>> BEGIN The records

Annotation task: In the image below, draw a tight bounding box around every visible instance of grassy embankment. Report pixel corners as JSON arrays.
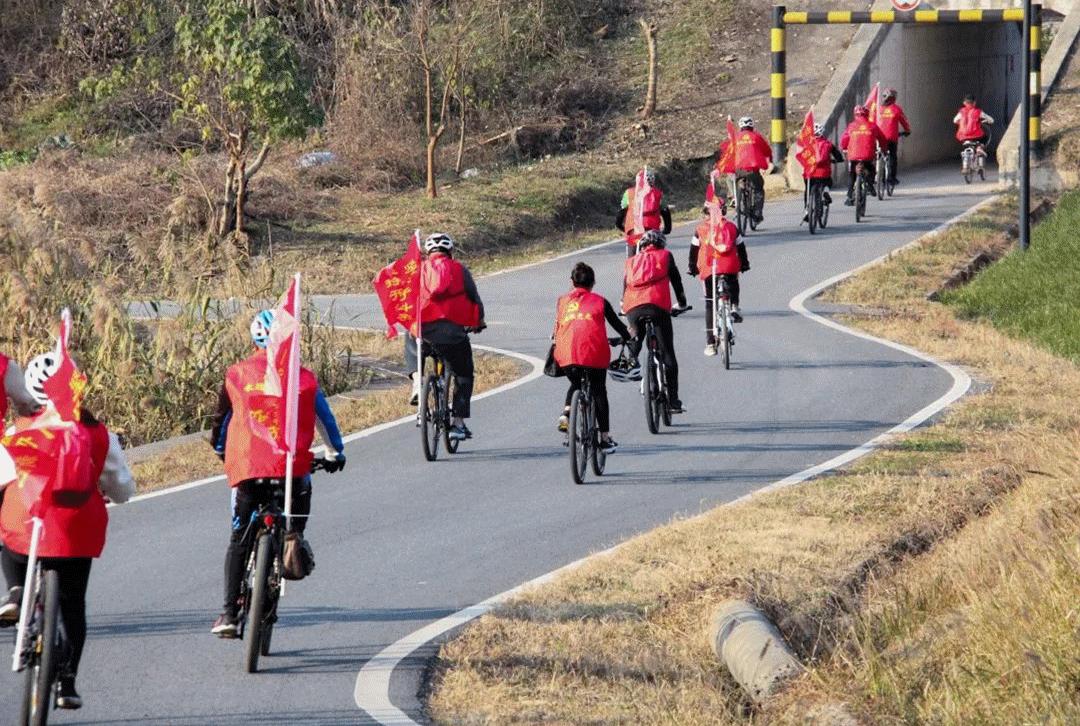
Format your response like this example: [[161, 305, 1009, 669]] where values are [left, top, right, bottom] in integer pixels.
[[430, 198, 1080, 724]]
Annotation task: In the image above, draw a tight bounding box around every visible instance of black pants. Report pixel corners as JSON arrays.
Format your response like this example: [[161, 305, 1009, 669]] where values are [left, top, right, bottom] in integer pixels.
[[705, 274, 739, 344], [565, 365, 611, 433], [405, 335, 475, 418], [626, 305, 679, 401], [0, 549, 93, 677], [735, 171, 765, 218], [225, 476, 311, 616]]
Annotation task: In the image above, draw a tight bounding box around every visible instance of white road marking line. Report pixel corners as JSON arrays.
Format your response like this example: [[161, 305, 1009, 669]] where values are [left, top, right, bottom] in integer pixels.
[[353, 197, 996, 726]]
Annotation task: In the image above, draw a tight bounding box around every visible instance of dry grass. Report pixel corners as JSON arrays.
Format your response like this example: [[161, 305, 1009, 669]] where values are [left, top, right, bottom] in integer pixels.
[[429, 209, 1080, 724], [124, 341, 524, 493]]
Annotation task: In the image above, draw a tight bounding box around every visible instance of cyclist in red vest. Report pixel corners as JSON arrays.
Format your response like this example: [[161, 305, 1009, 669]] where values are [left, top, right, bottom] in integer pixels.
[[211, 310, 346, 637], [405, 232, 486, 441], [615, 169, 672, 257], [953, 93, 994, 146], [555, 263, 631, 454], [687, 198, 750, 355], [0, 352, 135, 709], [622, 230, 686, 414], [840, 106, 887, 206], [877, 89, 912, 185]]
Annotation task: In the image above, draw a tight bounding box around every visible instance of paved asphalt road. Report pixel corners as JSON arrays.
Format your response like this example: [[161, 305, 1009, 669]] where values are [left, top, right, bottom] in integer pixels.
[[0, 167, 991, 725]]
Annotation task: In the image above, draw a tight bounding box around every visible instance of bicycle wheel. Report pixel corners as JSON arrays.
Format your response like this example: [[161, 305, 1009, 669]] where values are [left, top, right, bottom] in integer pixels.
[[645, 347, 660, 433], [589, 401, 607, 476], [244, 534, 273, 673], [420, 375, 442, 461], [568, 391, 590, 484], [23, 569, 63, 726], [438, 376, 461, 454]]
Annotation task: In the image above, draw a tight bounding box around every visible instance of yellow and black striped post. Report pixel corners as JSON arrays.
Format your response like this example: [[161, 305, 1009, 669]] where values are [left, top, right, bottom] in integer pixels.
[[769, 5, 787, 169]]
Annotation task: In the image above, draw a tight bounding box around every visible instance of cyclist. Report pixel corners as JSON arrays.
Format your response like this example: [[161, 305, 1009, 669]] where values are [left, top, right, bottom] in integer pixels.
[[720, 116, 772, 224], [802, 123, 843, 221], [0, 352, 135, 709], [622, 229, 686, 414], [877, 89, 912, 185], [953, 93, 994, 149], [615, 167, 672, 257], [555, 263, 631, 454], [840, 106, 886, 206], [405, 232, 486, 441], [211, 310, 345, 637], [687, 197, 750, 355]]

>> END The records

■ **Task to complete**: Convert the items above into a two-column CSV whose header names the columns "prompt" and "response," with one row per item holding its text and its answer. Put each value in a single quoted field with line breaks changed to spaces, and leave out the pictures.

■ **Result of this exercise**:
prompt,response
"Annotation task: In the image below, draw a tight bounding box around every visible instance of grassy embankment. Report pixel corners as JSON arrays. Format your response like this example: [[161, 305, 1009, 669]] where values are [left, top, right, bottom] in integer pixels.","[[430, 198, 1080, 724]]"
"Annotation task: In the image above, draw a tight bounding box around every visible instance of black pants. Report pixel corners as JSON arrays. Format your response like this example: [[161, 305, 1009, 669]] where values are [left, top, right, bottom] in integer pixels.","[[705, 274, 739, 344], [565, 365, 611, 433], [405, 335, 475, 418], [626, 305, 679, 401], [0, 549, 93, 677], [735, 171, 765, 218], [225, 476, 311, 616]]"
"Annotation task: In the image above, draw a tight bounding box around every visible instance of white road marking line. Report pixel corners as JSON arrays. Format your response like this example: [[161, 305, 1009, 669]] where values are [left, top, right, bottom] in integer pixels.","[[353, 197, 996, 726]]"
"Annotation task: In the image above, draw a tight bounding box around every visible instance of dry grass. Report pixel corners as JSON arrays. Format your response like this example: [[161, 305, 1009, 669]] where values are [left, top, right, bottom] in integer pixels.","[[429, 209, 1080, 724], [124, 341, 524, 493]]"
"Annotation task: In the image above, draw a tight bounding box around every visible instance of cyclist in red vest. Report pixel corners as JSON arrays. Format your response like this example: [[161, 305, 1009, 669]] where values are [left, top, right, bottom] in integer pixels.","[[211, 310, 346, 637], [405, 232, 486, 441], [615, 169, 672, 257], [953, 93, 994, 146], [555, 263, 631, 454], [687, 198, 750, 355], [0, 352, 135, 709], [622, 230, 686, 414], [840, 106, 887, 206], [877, 89, 912, 185]]"
"Annotation task: In the image above, draw a tight bounding box around every visible instance of paved asphalt road. Report pixel corners as JSON arrays. Format your response like this example: [[161, 305, 1009, 669]] where values are [left, top, right, bottom] in integer pixels.","[[0, 167, 991, 725]]"
"Annotation task: In the image above, draw a tight bounding box around every visible instance of bicycle wheel. Report pixel corners as JSON arrays. Format your response like this example: [[161, 305, 1009, 669]] where values are [left, top, right, bottom] in integer pixels.","[[645, 347, 660, 433], [589, 401, 607, 476], [244, 534, 273, 673], [420, 375, 442, 461], [568, 391, 590, 484], [23, 569, 63, 726], [438, 376, 461, 454]]"
"Annotation task: In the image above, draw a tight bounding box around every visible instance of yellow and black striped post. Report pixel corners as JSON arrays. Format your response like this example: [[161, 305, 1009, 669]] where values are [left, top, right, bottom] in integer pixels.","[[769, 5, 787, 169]]"
"Annotation task: In the image above, draw a tight bounding box around every visible instance of cyclist. Report pixel corners as JSON arrays. Format your response like this example: [[161, 305, 1009, 669]] where values are [left, top, right, bottom] in integer pixels.","[[720, 116, 772, 224], [802, 123, 843, 221], [0, 352, 135, 709], [622, 229, 686, 414], [877, 89, 912, 185], [953, 93, 994, 149], [615, 167, 672, 257], [555, 263, 631, 454], [840, 106, 886, 206], [405, 232, 486, 441], [211, 310, 345, 637], [687, 197, 750, 355]]"